» Task prompt: Reproduce every record below exactly as written, but leave out any pictures.

Referring expression data:
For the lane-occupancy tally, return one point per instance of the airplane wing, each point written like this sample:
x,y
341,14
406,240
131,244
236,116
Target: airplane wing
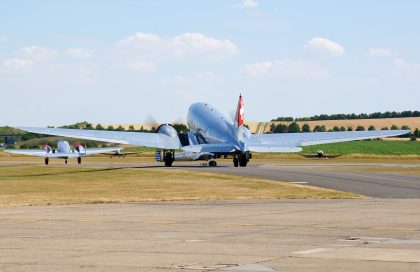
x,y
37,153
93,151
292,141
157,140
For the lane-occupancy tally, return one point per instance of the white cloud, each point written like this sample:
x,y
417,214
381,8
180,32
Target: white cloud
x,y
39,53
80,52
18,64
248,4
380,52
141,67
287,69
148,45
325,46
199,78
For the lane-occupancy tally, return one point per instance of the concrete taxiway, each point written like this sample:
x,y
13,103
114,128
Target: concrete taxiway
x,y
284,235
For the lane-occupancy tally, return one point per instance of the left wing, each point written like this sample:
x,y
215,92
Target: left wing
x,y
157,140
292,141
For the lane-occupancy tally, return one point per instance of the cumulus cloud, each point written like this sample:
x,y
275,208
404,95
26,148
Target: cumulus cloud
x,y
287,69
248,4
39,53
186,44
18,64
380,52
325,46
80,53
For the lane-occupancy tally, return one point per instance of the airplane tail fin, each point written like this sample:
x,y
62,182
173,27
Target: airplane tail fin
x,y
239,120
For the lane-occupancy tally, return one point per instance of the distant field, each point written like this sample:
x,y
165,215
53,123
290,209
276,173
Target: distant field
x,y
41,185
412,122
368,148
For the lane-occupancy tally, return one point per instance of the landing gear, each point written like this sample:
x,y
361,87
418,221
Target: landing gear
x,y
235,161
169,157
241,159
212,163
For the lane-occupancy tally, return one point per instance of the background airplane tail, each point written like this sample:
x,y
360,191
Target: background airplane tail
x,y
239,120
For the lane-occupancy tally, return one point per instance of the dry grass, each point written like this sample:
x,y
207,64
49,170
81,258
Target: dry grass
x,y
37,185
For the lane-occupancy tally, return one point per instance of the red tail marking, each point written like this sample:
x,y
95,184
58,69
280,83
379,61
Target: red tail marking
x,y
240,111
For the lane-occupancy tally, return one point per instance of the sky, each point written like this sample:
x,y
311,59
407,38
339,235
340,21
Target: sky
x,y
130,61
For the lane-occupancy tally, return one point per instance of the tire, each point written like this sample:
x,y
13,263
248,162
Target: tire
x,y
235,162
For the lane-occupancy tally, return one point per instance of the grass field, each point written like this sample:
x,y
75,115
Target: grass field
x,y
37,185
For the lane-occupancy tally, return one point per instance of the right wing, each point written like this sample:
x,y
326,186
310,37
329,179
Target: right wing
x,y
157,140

» Exercise output:
For the lane-occupancy tally, return one point per instance of the airplane wing, each point written like this sample:
x,y
341,14
406,240
131,244
236,116
Target: airplane wing
x,y
37,153
93,151
292,141
157,140
For the lane-occupancy tally, return one point per instance of the white cloud, each point written like this sample:
x,y
417,214
381,8
180,32
Target: white cloud
x,y
39,53
80,52
18,64
248,4
380,52
141,67
287,69
148,45
325,46
199,78
For the lane-occupancy tally, return one point per instance of the concrete taxiway, each point written like this sample:
x,y
13,103
114,128
Target: concrete taxiway
x,y
284,235
For the lane-occupancy tally, return one point per instance of the left wing, each point written like this sample:
x,y
215,92
Target: left wing
x,y
157,140
292,141
For the lane-occupancy tally, return one point per instance of the cumulus cloud, each point written like this sample:
x,y
275,208
404,95
26,148
Target: cumulus cloud
x,y
287,69
248,4
39,53
186,44
18,64
380,52
325,46
80,53
For the lane-occupancy tally, return one point per instance of the airplane tail fin, each point written like this sample:
x,y
62,182
173,27
Target: airplane tail fin
x,y
239,120
For the lane-occupancy tally, return one point per instance of the distant field, each point written like this sample:
x,y
165,215
53,123
290,209
276,173
Target: distant field
x,y
41,185
412,122
368,148
For the lane-occupancy tally, return one point per instance of the landing gear, each point written like this sample:
x,y
361,87
418,221
Target: landing gear
x,y
235,161
169,157
241,159
212,163
For the lane-occupancy tally, return one point per instance of the background airplane tail, each point written like this sample:
x,y
360,191
Target: background airplane tail
x,y
239,120
For the lane-occupancy tally, return one point per instance of the dry grass, each point written like this sample:
x,y
207,64
49,170
81,258
Target: dry grass
x,y
37,185
For the lane-occupancy tally, return one point per instance of the red tail marking, each point written like this sample:
x,y
95,184
58,69
280,83
379,61
Target: red tail marking
x,y
240,111
For the lane-occupancy tally, return one point per instance of the sky, each point written like this sample:
x,y
311,59
407,38
339,235
340,21
Target: sky
x,y
130,61
For the lane-occupancy tally, return one point per instance of the tire, each point written like this sample:
x,y
13,263
248,162
Target: tire
x,y
235,162
For the lane-occupancy tally, return one point per instance of the grass field, each point written like this sample:
x,y
75,115
Target: grass field
x,y
37,185
For the lane-occupancy tally, return one point per instance of the right wing, each point written like this sample:
x,y
326,186
310,37
329,179
Target: right wing
x,y
157,140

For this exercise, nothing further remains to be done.